DATA FOR THE TASK:
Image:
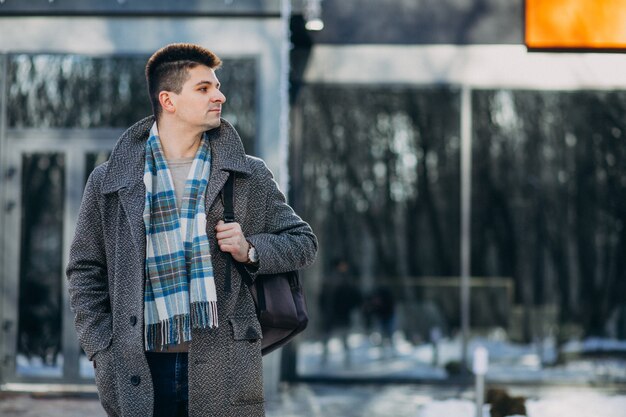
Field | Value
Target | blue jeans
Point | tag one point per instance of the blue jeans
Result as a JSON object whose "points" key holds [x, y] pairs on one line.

WHAT THE TASK ASKS: Reproduce the lines above word for word, leaving out the picture.

FINISHED TASK:
Image:
Field | Value
Target | blue jeans
Point | tag one point per instance of the blue jeans
Result as a JSON object whose "points" key holds [x, y] pairs on one line.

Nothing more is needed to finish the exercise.